**EXERCISE AIM:**
In the data below, the answer is the run of lines from the line containing "Task brief: identify the metal" through the line containing "Task brief: identify the glass", both included; print it exactly and nothing else.

[Phrase grounding data]

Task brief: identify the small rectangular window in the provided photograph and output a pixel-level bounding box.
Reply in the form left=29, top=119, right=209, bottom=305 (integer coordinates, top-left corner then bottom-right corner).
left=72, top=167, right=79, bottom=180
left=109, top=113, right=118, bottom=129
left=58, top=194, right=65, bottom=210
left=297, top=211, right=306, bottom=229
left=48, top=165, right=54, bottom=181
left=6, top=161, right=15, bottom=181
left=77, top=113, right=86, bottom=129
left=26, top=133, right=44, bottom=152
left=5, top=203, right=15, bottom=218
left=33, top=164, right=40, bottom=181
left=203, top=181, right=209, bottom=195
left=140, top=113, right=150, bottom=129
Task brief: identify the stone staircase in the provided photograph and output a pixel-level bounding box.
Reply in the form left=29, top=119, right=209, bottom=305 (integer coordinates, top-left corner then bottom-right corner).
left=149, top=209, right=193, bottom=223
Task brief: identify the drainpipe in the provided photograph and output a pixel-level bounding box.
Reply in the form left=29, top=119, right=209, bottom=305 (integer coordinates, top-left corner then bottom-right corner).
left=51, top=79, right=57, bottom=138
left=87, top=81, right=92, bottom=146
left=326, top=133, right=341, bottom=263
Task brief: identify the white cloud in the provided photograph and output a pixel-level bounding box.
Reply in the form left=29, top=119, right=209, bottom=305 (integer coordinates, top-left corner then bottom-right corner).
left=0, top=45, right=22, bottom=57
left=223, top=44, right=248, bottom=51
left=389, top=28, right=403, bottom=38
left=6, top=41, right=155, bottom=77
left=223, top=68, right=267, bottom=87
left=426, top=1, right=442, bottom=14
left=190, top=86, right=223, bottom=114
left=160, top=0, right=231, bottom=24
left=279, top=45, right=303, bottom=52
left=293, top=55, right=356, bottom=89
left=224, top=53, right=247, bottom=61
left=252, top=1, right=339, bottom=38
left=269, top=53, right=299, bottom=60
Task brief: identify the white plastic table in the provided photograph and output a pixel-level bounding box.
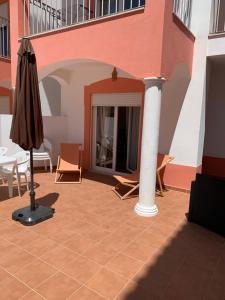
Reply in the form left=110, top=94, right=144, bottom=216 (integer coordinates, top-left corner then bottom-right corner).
left=0, top=156, right=20, bottom=197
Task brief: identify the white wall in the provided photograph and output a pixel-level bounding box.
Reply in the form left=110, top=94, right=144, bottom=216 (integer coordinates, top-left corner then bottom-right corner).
left=0, top=115, right=68, bottom=165
left=0, top=62, right=130, bottom=165
left=39, top=77, right=61, bottom=116
left=204, top=63, right=225, bottom=158
left=160, top=0, right=212, bottom=167
left=61, top=62, right=132, bottom=145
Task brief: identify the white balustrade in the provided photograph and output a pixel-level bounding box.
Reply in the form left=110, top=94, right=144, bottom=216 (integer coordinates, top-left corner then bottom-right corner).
left=173, top=0, right=192, bottom=29
left=23, top=0, right=145, bottom=36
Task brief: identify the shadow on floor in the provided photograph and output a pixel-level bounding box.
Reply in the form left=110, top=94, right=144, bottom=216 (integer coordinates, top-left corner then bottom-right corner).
left=122, top=221, right=225, bottom=300
left=36, top=192, right=59, bottom=207
left=82, top=171, right=117, bottom=187
left=0, top=182, right=38, bottom=202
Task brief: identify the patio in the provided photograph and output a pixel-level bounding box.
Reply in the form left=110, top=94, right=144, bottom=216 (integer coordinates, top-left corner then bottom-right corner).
left=0, top=171, right=224, bottom=300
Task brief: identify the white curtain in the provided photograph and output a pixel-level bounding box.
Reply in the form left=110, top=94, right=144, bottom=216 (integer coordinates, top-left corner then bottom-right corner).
left=98, top=107, right=113, bottom=167
left=174, top=0, right=192, bottom=28
left=210, top=0, right=220, bottom=33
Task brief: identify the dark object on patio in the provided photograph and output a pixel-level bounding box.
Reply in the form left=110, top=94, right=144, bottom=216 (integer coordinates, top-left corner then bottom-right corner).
left=10, top=38, right=54, bottom=226
left=188, top=173, right=225, bottom=237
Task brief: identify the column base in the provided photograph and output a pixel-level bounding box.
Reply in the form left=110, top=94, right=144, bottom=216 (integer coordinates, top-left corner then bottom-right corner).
left=134, top=202, right=158, bottom=217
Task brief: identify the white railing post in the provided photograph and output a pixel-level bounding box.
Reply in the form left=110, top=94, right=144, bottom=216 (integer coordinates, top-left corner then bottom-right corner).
left=95, top=0, right=97, bottom=17
left=71, top=0, right=73, bottom=24
left=24, top=0, right=26, bottom=36
left=82, top=0, right=84, bottom=21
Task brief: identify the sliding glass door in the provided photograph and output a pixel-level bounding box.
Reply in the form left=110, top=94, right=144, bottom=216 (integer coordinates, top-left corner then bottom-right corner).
left=92, top=105, right=140, bottom=174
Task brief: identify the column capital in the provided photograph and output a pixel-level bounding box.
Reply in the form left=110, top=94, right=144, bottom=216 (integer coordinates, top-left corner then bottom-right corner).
left=143, top=77, right=166, bottom=89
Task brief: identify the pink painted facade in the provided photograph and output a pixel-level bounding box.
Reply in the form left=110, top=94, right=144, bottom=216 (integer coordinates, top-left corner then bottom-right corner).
left=0, top=0, right=196, bottom=190
left=7, top=0, right=194, bottom=85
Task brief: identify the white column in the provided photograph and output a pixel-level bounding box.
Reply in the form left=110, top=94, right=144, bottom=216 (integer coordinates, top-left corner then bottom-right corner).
left=135, top=77, right=165, bottom=217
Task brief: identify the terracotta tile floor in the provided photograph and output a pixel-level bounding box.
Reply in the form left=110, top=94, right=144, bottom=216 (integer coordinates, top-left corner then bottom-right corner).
left=0, top=171, right=224, bottom=300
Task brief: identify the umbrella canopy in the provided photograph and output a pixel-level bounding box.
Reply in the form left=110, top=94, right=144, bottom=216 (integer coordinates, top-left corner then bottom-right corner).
left=10, top=38, right=43, bottom=150
left=10, top=39, right=54, bottom=226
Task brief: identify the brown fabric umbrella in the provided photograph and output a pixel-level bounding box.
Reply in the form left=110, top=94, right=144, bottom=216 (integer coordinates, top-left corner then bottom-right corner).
left=11, top=38, right=54, bottom=225
left=10, top=38, right=43, bottom=150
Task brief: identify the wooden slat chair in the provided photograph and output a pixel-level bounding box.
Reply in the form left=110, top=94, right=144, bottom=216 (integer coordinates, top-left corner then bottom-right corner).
left=55, top=143, right=82, bottom=184
left=112, top=154, right=174, bottom=200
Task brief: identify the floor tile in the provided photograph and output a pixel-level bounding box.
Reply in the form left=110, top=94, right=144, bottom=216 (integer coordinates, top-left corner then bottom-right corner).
left=0, top=247, right=36, bottom=274
left=40, top=245, right=79, bottom=269
left=87, top=268, right=128, bottom=299
left=83, top=241, right=118, bottom=265
left=122, top=240, right=159, bottom=262
left=115, top=280, right=159, bottom=300
left=61, top=255, right=101, bottom=283
left=69, top=286, right=106, bottom=299
left=0, top=172, right=223, bottom=300
left=63, top=235, right=94, bottom=254
left=34, top=272, right=81, bottom=300
left=161, top=262, right=212, bottom=300
left=0, top=275, right=30, bottom=299
left=106, top=253, right=143, bottom=279
left=23, top=236, right=58, bottom=256
left=21, top=290, right=45, bottom=299
left=15, top=258, right=57, bottom=288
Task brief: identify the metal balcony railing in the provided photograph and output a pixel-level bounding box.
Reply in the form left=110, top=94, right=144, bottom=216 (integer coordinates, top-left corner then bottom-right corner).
left=173, top=0, right=192, bottom=29
left=23, top=0, right=145, bottom=36
left=0, top=16, right=9, bottom=58
left=209, top=0, right=225, bottom=34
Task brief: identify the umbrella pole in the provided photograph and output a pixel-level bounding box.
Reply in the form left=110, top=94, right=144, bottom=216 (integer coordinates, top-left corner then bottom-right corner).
left=12, top=147, right=54, bottom=225
left=30, top=149, right=36, bottom=211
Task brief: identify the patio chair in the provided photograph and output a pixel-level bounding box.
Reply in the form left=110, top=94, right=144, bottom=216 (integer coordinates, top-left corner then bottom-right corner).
left=55, top=143, right=82, bottom=184
left=0, top=151, right=30, bottom=197
left=0, top=147, right=8, bottom=183
left=112, top=154, right=174, bottom=200
left=33, top=138, right=53, bottom=172
left=0, top=147, right=8, bottom=156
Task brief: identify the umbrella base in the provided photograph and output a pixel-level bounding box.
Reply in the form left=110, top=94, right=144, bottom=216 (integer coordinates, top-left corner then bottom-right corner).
left=12, top=205, right=54, bottom=226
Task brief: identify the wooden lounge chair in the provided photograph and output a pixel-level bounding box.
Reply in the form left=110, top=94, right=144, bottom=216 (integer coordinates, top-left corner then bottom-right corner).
left=112, top=154, right=174, bottom=200
left=55, top=143, right=82, bottom=184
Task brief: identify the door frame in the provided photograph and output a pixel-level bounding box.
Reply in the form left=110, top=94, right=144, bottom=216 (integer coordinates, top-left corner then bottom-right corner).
left=83, top=77, right=145, bottom=170
left=91, top=92, right=142, bottom=174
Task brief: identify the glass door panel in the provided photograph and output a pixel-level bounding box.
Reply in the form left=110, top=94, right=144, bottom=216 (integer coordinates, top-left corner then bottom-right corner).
left=115, top=106, right=140, bottom=173
left=95, top=106, right=114, bottom=169
left=127, top=107, right=140, bottom=171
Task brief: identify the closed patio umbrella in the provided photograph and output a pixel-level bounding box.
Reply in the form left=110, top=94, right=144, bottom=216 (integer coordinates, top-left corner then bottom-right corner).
left=10, top=38, right=54, bottom=225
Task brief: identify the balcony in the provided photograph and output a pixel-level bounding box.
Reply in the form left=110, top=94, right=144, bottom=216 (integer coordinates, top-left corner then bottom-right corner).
left=210, top=0, right=225, bottom=34
left=23, top=0, right=144, bottom=37
left=173, top=0, right=192, bottom=29
left=0, top=16, right=9, bottom=58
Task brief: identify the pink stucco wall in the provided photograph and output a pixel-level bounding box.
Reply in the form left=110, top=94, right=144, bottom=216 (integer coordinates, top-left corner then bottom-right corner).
left=0, top=58, right=11, bottom=83
left=160, top=0, right=195, bottom=79
left=7, top=1, right=194, bottom=86
left=9, top=0, right=167, bottom=86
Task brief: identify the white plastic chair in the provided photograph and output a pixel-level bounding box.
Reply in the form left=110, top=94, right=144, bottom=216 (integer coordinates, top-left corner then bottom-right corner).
left=0, top=147, right=8, bottom=183
left=13, top=151, right=30, bottom=191
left=1, top=151, right=30, bottom=197
left=33, top=138, right=53, bottom=172
left=0, top=147, right=8, bottom=156
left=0, top=159, right=21, bottom=197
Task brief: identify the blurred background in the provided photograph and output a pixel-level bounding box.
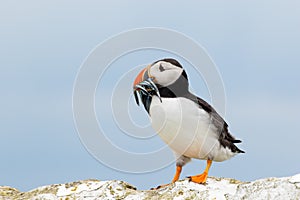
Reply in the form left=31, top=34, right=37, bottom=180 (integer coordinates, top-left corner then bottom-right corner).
left=1, top=0, right=299, bottom=191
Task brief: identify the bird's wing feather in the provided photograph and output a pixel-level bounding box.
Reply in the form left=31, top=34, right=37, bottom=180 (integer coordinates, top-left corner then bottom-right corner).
left=184, top=92, right=244, bottom=153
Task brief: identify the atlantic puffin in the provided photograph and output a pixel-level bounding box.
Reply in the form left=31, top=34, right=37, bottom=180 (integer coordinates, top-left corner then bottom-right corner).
left=133, top=58, right=244, bottom=187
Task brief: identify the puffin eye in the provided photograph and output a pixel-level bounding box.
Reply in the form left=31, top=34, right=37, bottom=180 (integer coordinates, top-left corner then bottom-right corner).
left=159, top=64, right=165, bottom=72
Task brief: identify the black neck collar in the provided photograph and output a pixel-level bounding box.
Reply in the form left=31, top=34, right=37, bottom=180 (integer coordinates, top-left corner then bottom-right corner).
left=158, top=73, right=189, bottom=98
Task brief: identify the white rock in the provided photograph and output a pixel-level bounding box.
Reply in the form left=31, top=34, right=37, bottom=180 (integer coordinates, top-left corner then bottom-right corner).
left=289, top=173, right=300, bottom=189
left=1, top=174, right=300, bottom=199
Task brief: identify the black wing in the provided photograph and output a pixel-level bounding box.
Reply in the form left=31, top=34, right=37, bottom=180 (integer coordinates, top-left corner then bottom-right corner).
left=184, top=92, right=245, bottom=154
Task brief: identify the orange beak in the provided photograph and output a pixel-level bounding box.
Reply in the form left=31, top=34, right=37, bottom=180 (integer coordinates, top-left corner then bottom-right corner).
left=133, top=67, right=148, bottom=88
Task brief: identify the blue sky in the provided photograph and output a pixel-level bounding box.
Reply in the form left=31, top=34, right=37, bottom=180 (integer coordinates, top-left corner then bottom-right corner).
left=1, top=1, right=300, bottom=191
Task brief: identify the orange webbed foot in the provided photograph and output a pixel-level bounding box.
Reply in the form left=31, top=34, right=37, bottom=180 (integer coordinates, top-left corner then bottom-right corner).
left=150, top=165, right=182, bottom=190
left=188, top=172, right=208, bottom=184
left=188, top=160, right=212, bottom=184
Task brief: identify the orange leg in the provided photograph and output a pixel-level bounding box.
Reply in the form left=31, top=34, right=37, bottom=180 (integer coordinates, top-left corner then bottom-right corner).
left=153, top=165, right=182, bottom=189
left=189, top=160, right=212, bottom=184
left=171, top=165, right=182, bottom=183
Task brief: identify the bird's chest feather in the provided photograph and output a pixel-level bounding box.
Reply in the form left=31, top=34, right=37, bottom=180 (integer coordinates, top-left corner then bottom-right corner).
left=149, top=96, right=219, bottom=158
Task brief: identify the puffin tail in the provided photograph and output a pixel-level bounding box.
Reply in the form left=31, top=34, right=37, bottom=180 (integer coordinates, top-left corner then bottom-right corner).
left=232, top=139, right=245, bottom=153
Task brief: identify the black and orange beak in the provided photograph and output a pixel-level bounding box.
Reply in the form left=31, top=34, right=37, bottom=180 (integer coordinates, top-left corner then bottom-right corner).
left=133, top=66, right=161, bottom=106
left=133, top=67, right=148, bottom=89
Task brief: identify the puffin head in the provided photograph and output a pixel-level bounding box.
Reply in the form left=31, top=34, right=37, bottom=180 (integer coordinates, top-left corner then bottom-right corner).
left=133, top=58, right=189, bottom=112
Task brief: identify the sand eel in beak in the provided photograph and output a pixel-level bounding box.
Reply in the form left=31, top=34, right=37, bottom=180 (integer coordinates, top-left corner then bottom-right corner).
left=133, top=58, right=244, bottom=189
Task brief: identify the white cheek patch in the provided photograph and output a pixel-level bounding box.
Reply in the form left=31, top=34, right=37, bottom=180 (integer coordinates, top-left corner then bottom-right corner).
left=149, top=61, right=183, bottom=87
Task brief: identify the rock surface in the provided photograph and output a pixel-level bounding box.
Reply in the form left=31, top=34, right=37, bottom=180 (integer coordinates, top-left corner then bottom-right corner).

**RESPONSE BOX:**
Task brief: identify the metal balcony railing in the provided photograph and output a pixel-level bounding box.
Reply in the form left=110, top=94, right=144, bottom=216 (integer coordinates, top-left corner then bottom-right corner).
left=173, top=0, right=192, bottom=29
left=23, top=0, right=145, bottom=36
left=0, top=16, right=9, bottom=58
left=209, top=0, right=225, bottom=34
Task brief: identify the umbrella pole in the provided photograph and output a pixel-level bounding box.
Reply in the form left=110, top=94, right=144, bottom=216 (integer coordinates, top-left corner then bottom-right corner).
left=12, top=147, right=54, bottom=225
left=30, top=149, right=36, bottom=211
Task brief: identify the patio chair in the provided photograph and output a pixel-level bounding box.
Reply in the form left=110, top=94, right=144, bottom=216 (integer coordinates, top-left corner then bottom-right corner).
left=55, top=143, right=82, bottom=184
left=0, top=151, right=30, bottom=197
left=0, top=147, right=8, bottom=183
left=112, top=154, right=174, bottom=200
left=33, top=138, right=53, bottom=172
left=0, top=147, right=8, bottom=156
Task brief: identify the umbrella base in the provided photograph and output a pixel-level bounding box.
Reply in the form left=110, top=94, right=144, bottom=216 (integer coordinates, top-left corner then bottom-right corner).
left=12, top=205, right=54, bottom=226
Task brief: identify the wooden lounge chair in the provided photograph and output a pixel-level bounding box.
Reply in the form left=110, top=94, right=144, bottom=216 (integer coordinates, top-left corner then bottom-right corner).
left=112, top=154, right=174, bottom=200
left=55, top=143, right=82, bottom=184
Task brief: identify the door frame in the provided photograph and output a pixel-level bounding box.
Reply in the form left=110, top=94, right=144, bottom=216 (integer coordinates, top-left corner then bottom-right corner).
left=83, top=77, right=145, bottom=170
left=91, top=92, right=142, bottom=174
Task brief: identify the glass door panel in the provided photograph and output a pixel-level bounding box.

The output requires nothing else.